Records for this task section start
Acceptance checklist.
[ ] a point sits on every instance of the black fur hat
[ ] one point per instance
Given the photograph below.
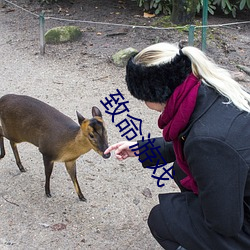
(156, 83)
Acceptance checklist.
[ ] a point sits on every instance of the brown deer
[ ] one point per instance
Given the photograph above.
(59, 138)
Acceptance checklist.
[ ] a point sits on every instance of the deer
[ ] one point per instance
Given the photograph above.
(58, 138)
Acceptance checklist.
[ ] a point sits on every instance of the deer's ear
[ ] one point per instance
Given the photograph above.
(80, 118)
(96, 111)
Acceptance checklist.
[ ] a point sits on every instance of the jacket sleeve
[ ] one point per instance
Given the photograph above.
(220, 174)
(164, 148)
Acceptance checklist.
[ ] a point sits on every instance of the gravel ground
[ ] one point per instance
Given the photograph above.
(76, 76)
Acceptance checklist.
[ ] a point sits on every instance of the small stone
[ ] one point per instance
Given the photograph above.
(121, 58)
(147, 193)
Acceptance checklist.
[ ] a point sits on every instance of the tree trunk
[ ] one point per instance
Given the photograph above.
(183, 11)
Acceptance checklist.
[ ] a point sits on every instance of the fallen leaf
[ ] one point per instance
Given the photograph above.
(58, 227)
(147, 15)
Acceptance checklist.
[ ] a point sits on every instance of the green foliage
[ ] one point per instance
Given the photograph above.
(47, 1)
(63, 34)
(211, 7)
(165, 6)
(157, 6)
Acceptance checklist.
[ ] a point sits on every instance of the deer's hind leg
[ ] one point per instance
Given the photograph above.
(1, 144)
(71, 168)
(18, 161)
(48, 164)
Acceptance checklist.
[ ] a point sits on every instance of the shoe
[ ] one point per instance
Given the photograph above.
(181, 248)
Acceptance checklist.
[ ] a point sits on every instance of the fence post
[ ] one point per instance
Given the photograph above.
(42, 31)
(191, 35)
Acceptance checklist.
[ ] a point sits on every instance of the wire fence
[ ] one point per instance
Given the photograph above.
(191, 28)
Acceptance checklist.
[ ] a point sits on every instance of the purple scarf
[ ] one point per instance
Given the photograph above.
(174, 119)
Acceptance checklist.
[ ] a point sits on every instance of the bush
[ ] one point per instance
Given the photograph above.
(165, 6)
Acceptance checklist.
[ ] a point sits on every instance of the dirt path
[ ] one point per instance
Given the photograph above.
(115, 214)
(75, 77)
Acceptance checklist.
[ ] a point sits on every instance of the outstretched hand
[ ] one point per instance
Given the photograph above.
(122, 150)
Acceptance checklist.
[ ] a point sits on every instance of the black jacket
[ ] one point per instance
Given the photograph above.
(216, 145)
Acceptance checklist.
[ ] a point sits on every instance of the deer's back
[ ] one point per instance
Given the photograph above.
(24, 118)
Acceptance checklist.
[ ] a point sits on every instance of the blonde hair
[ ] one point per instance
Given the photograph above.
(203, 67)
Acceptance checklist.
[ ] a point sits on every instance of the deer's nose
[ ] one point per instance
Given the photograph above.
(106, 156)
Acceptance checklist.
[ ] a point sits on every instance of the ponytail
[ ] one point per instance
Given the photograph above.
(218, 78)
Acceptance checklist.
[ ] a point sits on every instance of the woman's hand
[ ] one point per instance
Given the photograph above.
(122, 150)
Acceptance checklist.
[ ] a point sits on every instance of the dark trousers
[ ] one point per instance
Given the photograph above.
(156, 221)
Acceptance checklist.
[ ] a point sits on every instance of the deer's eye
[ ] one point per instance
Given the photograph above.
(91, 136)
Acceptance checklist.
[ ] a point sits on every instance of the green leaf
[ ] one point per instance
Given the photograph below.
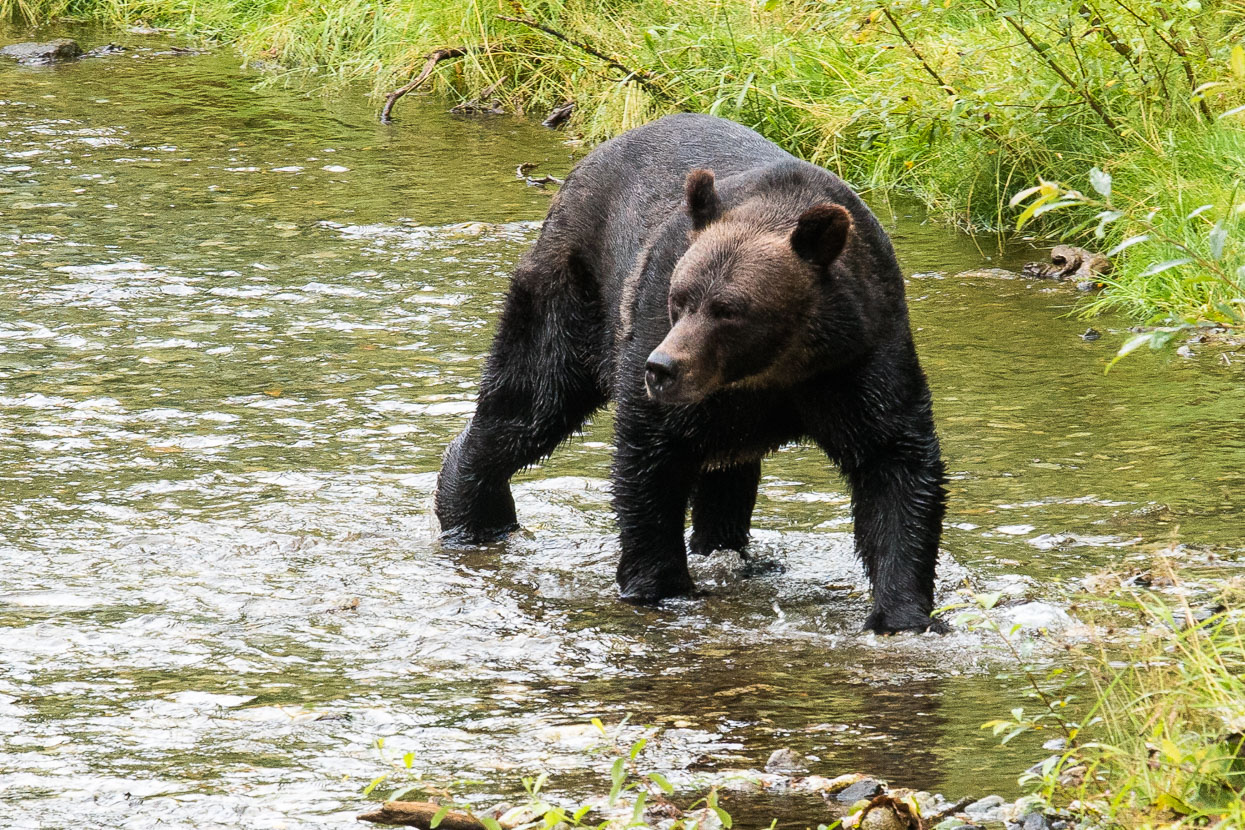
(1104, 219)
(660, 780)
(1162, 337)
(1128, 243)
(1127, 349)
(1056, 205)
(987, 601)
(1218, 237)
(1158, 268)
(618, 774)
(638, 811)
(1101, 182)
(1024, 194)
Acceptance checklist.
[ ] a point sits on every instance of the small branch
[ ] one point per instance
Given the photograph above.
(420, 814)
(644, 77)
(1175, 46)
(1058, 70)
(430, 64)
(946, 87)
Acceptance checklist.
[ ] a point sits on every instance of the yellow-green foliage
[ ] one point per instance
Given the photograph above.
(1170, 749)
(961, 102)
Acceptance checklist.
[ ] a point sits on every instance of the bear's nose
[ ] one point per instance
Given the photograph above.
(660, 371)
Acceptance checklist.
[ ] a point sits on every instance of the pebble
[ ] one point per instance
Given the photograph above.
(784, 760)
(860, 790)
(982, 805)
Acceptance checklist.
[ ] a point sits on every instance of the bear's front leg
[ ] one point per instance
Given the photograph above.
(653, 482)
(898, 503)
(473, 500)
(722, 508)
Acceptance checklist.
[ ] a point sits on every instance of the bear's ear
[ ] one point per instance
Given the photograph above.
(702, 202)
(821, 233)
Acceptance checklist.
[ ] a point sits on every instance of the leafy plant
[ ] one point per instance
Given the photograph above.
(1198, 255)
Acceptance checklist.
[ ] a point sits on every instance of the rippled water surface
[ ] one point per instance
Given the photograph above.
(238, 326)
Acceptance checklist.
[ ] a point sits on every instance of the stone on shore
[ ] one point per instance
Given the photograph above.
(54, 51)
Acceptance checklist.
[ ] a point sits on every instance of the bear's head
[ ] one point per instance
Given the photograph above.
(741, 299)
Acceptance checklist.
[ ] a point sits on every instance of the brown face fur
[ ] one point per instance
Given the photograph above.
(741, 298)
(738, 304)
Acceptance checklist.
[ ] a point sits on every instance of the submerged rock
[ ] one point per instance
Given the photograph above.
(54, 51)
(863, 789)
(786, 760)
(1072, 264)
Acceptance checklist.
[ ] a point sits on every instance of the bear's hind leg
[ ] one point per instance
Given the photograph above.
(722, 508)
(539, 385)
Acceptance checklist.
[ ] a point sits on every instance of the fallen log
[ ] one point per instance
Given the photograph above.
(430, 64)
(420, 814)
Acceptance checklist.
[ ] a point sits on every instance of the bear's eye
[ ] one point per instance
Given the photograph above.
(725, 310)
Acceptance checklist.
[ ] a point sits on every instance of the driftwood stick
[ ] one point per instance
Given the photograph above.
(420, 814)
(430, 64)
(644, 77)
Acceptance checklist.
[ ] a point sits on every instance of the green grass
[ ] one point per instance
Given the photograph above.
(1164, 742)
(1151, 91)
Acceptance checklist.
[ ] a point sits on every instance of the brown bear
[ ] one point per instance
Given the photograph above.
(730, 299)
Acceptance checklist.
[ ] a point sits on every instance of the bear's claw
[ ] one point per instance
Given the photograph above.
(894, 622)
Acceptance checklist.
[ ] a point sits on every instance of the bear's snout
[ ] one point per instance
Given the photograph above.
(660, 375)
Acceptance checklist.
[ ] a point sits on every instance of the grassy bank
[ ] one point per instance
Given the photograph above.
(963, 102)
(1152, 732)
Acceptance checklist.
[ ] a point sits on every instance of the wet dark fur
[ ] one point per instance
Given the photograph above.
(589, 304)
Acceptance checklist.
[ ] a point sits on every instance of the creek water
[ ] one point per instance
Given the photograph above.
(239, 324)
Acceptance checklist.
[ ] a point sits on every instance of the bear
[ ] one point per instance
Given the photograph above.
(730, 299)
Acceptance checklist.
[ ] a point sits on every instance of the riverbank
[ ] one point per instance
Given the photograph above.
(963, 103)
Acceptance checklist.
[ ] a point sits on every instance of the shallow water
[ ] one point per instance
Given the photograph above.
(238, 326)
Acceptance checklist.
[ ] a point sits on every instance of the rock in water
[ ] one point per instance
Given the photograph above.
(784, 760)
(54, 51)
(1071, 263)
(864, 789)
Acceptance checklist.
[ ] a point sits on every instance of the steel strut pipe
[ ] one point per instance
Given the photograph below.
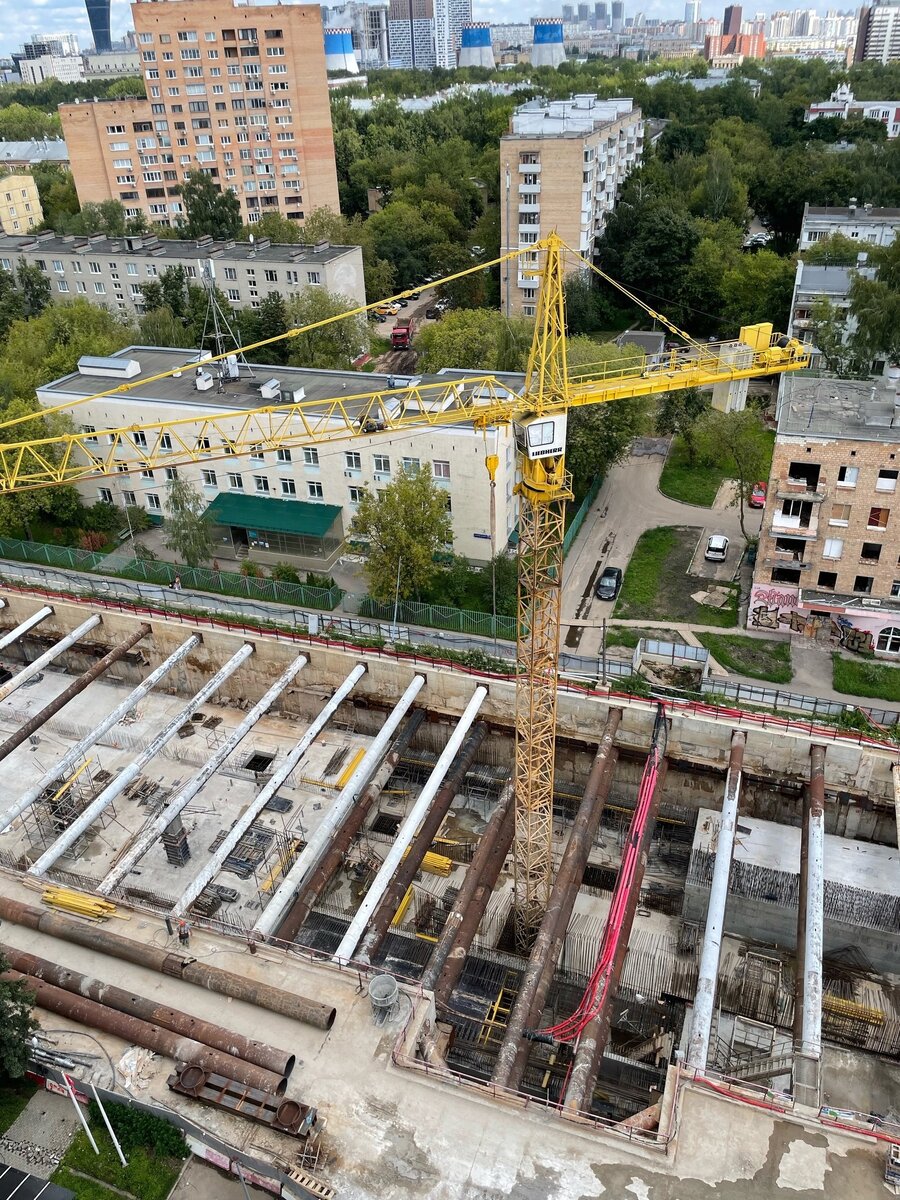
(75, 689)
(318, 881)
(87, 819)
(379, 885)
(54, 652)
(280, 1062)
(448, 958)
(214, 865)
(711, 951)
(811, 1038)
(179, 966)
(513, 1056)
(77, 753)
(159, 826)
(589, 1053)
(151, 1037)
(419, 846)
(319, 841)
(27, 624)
Records for this task section end
### Task objective
For each line above that includes "water", make a copy.

### Solution
[ ] a point sits on every instance of the rippled water surface
[ ] a point sits on every instance of the creek water
[ ] a point sits on every instance of the shallow water
[ ] a point sits on every instance of the rock in water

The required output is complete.